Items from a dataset
◇ ◇ ◇ ◇ ◇ ◇ ◇

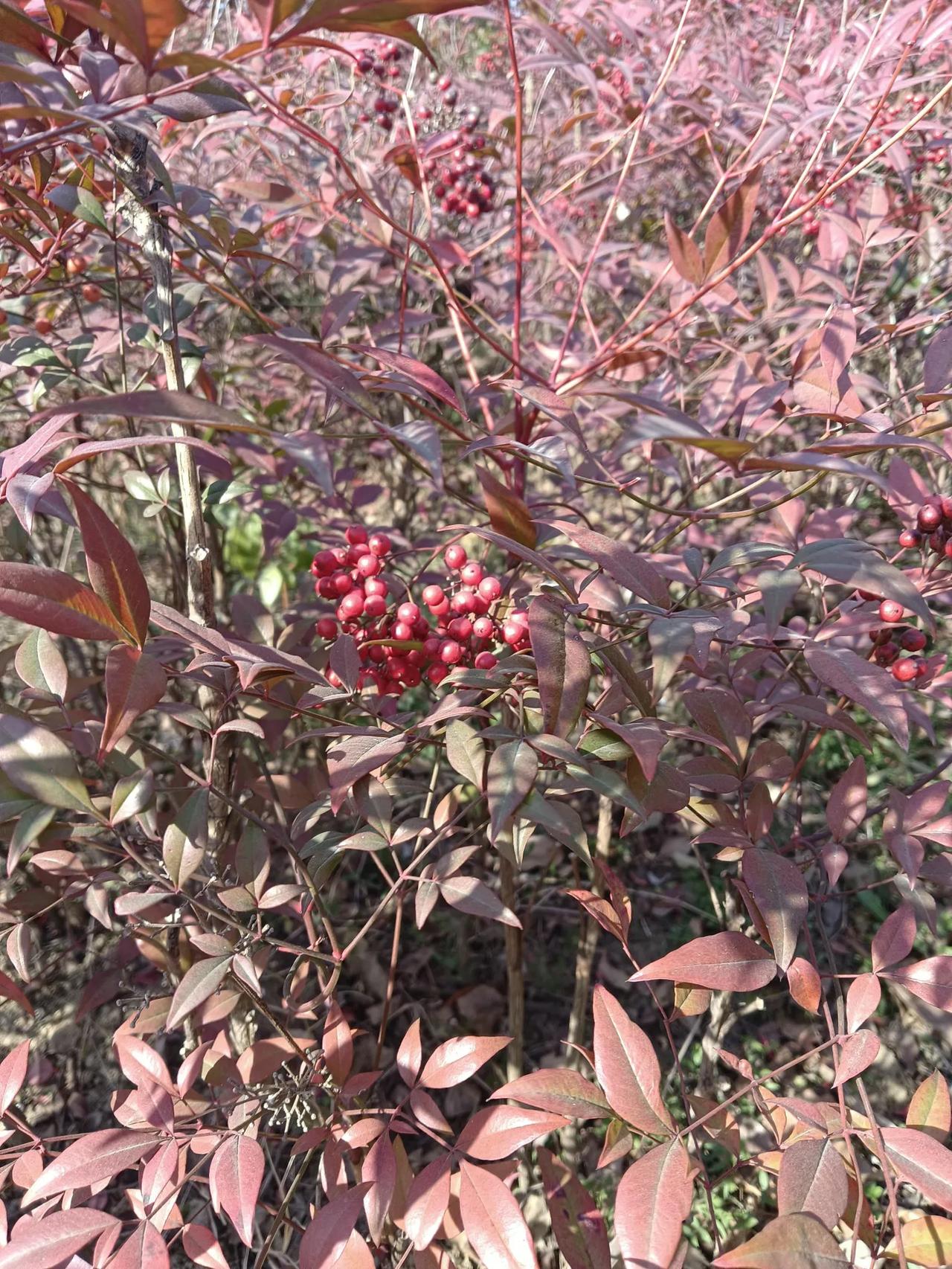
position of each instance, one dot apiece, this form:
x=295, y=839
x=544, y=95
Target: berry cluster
x=891, y=643
x=395, y=640
x=933, y=527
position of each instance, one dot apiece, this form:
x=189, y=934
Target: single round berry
x=353, y=603
x=904, y=669
x=450, y=652
x=368, y=565
x=930, y=517
x=490, y=588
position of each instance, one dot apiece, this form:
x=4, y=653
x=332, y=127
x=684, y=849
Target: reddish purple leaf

◇ ◇ ◇ ◇ ◇ ◇ ◇

▸ Task to complete:
Write out every line of the material above again, leaving out the pictures. Multiply each x and y coordinate in the answers by 2.15 and round to whole numbers, with halves rounding up, but keep every other line, including its sample coordinates, unchanged.

▸ Exercise answer:
position of each instance, one dot apiece, this form:
x=295, y=839
x=544, y=95
Target: berry cluster
x=1916, y=1382
x=849, y=1376
x=2006, y=1133
position of each instance, one dot apiece, this form:
x=189, y=934
Target: single round berry
x=759, y=1296
x=1944, y=1438
x=968, y=1402
x=791, y=1215
x=2000, y=1112
x=1054, y=1264
position of each instance, one dot apiece, this form:
x=4, y=653
x=332, y=127
x=684, y=849
Target: reddish purple leaf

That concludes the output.